Set problem: Please pick out every line of the records below that contains the string "trim" and copy each one in full. Treat uppercase and lowercase as different.

-- begin --

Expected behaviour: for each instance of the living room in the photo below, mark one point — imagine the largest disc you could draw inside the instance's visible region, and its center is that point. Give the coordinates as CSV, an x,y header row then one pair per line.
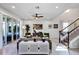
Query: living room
x,y
37,21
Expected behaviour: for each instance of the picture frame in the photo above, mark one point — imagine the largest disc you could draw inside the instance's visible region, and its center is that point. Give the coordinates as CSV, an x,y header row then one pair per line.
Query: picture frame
x,y
55,26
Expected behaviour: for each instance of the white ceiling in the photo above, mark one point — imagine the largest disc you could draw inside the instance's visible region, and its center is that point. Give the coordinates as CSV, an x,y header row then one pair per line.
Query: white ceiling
x,y
49,10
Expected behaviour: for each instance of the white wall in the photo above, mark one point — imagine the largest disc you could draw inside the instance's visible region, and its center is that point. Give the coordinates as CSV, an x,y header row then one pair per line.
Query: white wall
x,y
64,17
2,11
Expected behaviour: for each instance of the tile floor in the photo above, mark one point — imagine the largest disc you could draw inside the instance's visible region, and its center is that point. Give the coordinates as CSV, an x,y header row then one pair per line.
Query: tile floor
x,y
57,49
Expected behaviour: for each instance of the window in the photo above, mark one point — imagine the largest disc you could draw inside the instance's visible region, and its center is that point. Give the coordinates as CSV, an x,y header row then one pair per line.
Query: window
x,y
65,25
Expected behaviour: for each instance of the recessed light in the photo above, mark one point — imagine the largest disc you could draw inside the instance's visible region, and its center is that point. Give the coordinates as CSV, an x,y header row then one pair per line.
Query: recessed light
x,y
68,10
56,6
13,6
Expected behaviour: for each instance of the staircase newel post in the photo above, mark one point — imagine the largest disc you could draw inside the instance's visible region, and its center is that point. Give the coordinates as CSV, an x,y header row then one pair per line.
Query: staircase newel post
x,y
68,39
59,37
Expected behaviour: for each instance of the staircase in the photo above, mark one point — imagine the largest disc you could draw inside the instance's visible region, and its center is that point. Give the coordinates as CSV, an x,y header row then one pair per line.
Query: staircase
x,y
66,37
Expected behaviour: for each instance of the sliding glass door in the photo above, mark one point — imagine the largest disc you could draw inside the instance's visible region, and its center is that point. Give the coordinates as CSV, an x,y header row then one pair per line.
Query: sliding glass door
x,y
10,30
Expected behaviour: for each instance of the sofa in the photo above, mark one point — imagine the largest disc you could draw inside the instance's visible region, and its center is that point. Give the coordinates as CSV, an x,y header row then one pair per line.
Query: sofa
x,y
33,47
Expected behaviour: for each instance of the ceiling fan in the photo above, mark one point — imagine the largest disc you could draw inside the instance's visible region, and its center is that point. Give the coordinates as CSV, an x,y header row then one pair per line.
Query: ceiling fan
x,y
36,16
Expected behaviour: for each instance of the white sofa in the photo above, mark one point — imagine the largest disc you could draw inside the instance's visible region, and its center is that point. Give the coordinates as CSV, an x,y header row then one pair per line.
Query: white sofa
x,y
31,47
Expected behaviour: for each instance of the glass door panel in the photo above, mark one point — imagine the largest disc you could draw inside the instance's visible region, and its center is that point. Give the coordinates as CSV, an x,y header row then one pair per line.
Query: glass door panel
x,y
9,32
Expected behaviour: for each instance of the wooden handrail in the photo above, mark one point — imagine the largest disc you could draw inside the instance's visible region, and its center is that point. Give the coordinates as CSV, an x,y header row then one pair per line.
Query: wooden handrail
x,y
73,29
69,24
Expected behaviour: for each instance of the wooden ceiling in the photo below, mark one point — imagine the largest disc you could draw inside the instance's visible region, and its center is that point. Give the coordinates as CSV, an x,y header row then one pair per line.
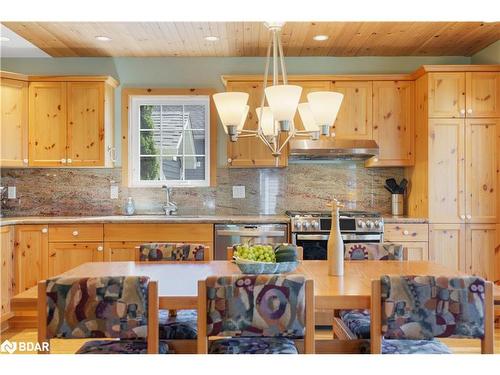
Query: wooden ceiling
x,y
67,39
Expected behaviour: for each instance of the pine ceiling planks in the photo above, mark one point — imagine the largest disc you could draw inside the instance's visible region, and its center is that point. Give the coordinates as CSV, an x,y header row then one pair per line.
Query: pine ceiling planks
x,y
142,39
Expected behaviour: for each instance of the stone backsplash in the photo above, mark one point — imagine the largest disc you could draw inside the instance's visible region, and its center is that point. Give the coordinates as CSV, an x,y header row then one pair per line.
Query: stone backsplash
x,y
304,186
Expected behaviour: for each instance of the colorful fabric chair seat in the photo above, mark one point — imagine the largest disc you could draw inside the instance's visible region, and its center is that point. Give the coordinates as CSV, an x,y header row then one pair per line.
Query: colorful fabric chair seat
x,y
358,322
253,345
119,347
183,326
171,252
414,347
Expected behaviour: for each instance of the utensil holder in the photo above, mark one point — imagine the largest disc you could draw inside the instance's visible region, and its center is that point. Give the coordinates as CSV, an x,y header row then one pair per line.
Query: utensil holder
x,y
397,204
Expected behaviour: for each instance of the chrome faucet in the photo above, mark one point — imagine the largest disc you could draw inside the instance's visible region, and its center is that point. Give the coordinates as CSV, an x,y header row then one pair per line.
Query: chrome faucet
x,y
169,207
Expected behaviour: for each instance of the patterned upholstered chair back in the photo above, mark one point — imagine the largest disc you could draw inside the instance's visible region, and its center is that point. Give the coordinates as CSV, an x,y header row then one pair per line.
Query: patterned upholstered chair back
x,y
113,307
373,251
172,252
424,307
256,305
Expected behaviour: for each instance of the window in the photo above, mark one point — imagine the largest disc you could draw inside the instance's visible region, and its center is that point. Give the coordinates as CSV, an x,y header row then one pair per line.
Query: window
x,y
169,141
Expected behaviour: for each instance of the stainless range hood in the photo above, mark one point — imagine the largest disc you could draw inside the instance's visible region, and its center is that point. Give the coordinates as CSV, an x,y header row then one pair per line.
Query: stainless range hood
x,y
332,148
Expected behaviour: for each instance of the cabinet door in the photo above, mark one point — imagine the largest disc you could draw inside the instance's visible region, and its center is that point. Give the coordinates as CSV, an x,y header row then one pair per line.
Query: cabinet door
x,y
14,123
308,87
65,256
483,94
354,120
447,245
252,152
30,256
446,95
85,123
47,124
121,251
481,170
480,250
446,179
393,107
7,270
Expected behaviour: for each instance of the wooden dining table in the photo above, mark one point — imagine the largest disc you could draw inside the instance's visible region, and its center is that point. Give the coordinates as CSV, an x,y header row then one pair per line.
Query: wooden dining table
x,y
177,281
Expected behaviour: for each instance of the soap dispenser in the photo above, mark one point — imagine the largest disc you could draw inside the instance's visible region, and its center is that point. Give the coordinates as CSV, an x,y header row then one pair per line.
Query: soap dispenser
x,y
130,207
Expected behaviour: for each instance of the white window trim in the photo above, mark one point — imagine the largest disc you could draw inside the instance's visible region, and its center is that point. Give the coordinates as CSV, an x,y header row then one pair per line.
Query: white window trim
x,y
134,139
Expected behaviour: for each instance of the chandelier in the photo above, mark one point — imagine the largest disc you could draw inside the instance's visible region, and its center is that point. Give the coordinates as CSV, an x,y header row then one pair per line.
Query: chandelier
x,y
318,114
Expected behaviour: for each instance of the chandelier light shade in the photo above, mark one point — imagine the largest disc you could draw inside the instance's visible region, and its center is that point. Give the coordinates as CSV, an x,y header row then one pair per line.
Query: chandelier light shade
x,y
230,107
283,101
267,121
325,106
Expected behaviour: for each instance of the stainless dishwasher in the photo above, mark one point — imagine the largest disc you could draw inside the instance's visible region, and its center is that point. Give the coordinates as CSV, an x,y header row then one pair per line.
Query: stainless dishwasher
x,y
227,235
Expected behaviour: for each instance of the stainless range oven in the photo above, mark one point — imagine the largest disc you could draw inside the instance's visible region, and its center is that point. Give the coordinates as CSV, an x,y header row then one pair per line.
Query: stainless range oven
x,y
312,229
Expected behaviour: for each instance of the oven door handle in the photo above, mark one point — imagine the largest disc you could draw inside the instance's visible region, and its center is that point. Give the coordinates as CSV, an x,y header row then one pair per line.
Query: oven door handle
x,y
249,233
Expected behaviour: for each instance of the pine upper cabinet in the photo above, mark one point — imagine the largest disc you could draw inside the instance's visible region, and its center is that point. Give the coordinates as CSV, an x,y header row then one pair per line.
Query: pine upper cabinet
x,y
480,240
481,170
393,122
446,95
251,152
64,256
47,124
483,94
354,120
85,124
447,245
14,123
30,256
446,163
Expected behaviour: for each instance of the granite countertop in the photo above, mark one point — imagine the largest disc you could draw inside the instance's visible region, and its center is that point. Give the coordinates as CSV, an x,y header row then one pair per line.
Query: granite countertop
x,y
389,219
226,219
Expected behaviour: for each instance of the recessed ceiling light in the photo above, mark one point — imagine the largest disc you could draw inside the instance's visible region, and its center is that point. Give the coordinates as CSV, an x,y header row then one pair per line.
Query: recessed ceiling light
x,y
320,37
102,38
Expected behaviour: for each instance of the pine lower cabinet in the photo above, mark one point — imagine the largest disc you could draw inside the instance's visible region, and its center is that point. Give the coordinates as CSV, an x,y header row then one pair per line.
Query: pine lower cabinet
x,y
30,256
7,271
64,256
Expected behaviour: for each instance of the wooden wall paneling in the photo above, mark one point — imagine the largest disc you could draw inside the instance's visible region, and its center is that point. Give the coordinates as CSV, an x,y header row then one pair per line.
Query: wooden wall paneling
x,y
14,123
481,170
47,124
446,167
85,136
354,120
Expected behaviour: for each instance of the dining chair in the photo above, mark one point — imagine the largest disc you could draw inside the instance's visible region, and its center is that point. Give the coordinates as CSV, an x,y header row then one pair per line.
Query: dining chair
x,y
410,312
175,324
257,314
355,324
231,249
120,311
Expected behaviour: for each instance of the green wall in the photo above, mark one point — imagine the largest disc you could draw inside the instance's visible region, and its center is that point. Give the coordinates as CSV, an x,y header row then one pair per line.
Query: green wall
x,y
489,55
206,71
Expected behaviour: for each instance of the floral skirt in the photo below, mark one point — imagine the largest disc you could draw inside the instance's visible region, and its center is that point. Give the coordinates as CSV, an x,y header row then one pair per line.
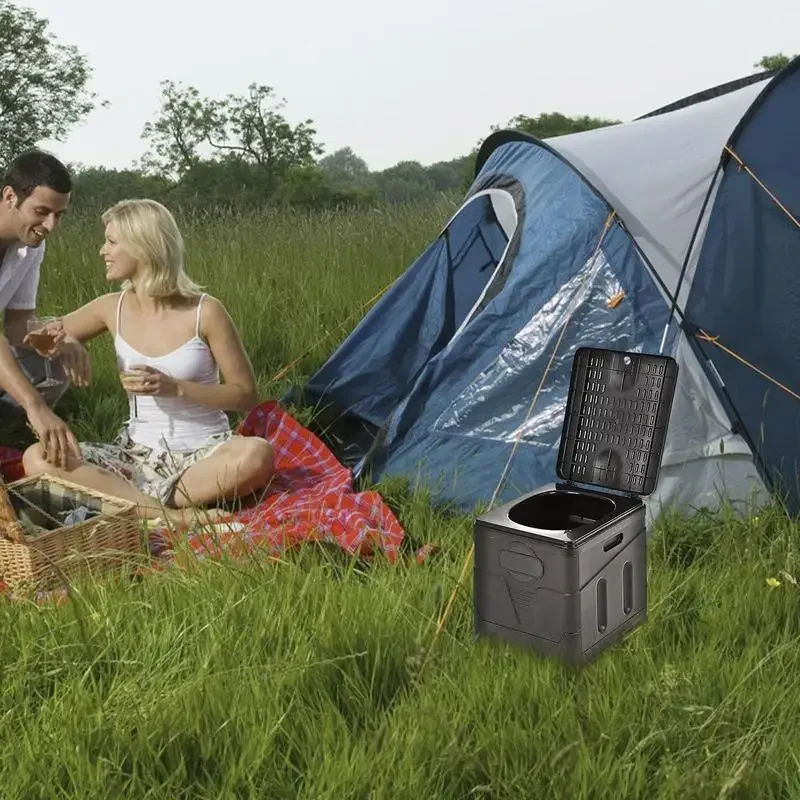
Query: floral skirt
x,y
153,472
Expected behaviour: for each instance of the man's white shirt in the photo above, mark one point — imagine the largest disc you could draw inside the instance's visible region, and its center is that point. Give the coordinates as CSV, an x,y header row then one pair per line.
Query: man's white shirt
x,y
19,277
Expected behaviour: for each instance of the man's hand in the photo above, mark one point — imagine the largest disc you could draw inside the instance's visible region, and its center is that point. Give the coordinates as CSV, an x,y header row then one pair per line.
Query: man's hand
x,y
57,440
76,362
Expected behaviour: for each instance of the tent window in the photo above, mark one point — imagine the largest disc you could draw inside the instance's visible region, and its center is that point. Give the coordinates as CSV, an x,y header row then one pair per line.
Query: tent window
x,y
477,240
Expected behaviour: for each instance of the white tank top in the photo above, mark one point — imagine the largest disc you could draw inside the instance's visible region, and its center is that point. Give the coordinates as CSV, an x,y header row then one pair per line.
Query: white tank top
x,y
171,423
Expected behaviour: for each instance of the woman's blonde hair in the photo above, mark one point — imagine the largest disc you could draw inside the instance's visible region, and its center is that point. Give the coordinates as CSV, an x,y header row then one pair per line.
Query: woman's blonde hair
x,y
148,231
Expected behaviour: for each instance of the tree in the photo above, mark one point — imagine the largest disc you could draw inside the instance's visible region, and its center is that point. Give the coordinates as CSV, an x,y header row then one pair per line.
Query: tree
x,y
777,61
344,164
42,83
246,127
182,124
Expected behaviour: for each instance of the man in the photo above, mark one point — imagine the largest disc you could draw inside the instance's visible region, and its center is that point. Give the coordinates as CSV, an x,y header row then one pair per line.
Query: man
x,y
34,194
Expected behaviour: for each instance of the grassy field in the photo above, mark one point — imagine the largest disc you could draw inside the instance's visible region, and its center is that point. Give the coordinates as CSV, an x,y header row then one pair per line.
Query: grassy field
x,y
302,678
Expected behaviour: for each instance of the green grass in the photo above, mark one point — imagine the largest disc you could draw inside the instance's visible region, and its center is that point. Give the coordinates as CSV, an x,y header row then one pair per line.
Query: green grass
x,y
302,678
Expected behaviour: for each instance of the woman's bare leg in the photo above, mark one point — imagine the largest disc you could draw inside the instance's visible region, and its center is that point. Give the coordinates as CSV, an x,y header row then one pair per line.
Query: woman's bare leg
x,y
237,468
104,481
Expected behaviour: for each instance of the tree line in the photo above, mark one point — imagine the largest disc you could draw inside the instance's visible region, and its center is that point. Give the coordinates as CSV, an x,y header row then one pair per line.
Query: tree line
x,y
206,153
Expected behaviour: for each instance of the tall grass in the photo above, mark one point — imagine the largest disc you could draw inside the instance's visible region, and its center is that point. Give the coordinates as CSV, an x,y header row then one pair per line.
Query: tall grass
x,y
302,678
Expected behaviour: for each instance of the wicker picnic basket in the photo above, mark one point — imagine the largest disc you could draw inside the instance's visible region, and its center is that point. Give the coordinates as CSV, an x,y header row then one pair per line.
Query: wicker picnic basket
x,y
103,541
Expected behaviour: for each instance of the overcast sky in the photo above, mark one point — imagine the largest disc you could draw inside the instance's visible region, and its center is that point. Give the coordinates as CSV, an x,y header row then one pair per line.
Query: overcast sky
x,y
413,80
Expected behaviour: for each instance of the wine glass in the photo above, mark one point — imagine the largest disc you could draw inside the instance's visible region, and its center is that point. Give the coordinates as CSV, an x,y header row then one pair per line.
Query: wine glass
x,y
124,368
43,340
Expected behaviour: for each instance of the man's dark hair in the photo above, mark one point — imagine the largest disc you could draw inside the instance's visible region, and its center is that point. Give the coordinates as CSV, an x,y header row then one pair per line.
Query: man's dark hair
x,y
36,168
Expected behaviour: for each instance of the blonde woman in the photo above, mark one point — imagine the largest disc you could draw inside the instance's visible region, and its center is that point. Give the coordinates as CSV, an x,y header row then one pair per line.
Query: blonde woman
x,y
177,450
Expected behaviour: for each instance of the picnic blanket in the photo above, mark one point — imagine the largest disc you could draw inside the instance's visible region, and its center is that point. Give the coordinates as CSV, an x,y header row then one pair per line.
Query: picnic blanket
x,y
311,498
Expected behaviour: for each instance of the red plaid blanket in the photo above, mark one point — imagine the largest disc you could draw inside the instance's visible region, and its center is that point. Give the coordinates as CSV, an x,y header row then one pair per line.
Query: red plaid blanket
x,y
310,498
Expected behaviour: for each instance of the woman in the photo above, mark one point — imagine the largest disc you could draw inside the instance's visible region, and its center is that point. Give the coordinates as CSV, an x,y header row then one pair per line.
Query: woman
x,y
177,450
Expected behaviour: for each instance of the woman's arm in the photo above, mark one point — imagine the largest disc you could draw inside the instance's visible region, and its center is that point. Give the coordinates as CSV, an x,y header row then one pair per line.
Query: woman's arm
x,y
91,319
237,393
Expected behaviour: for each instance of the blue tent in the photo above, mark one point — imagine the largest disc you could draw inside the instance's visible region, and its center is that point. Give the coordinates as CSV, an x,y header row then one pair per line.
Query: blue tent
x,y
677,232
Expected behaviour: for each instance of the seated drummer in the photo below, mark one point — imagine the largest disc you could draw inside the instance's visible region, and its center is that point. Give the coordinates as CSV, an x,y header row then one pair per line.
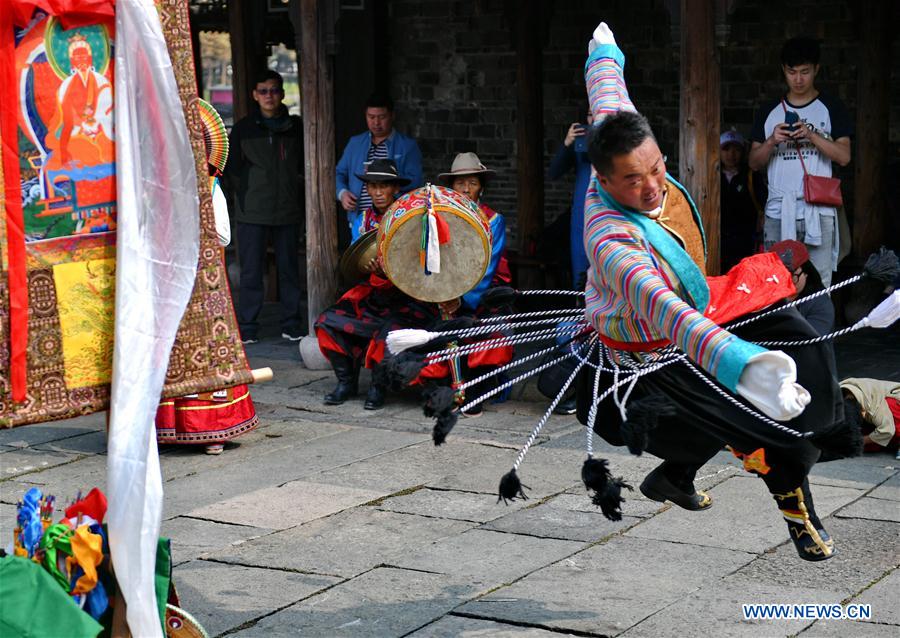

-- end --

Task solution:
Expected behaviour: for each instance of the white window trim in the photo above, mark one point — imagine the largest disc you could draw inside the instance's visible region, and its center is that point. Give the coordinates as CSV, an x,y header row then one pair per line.
Query: white window trim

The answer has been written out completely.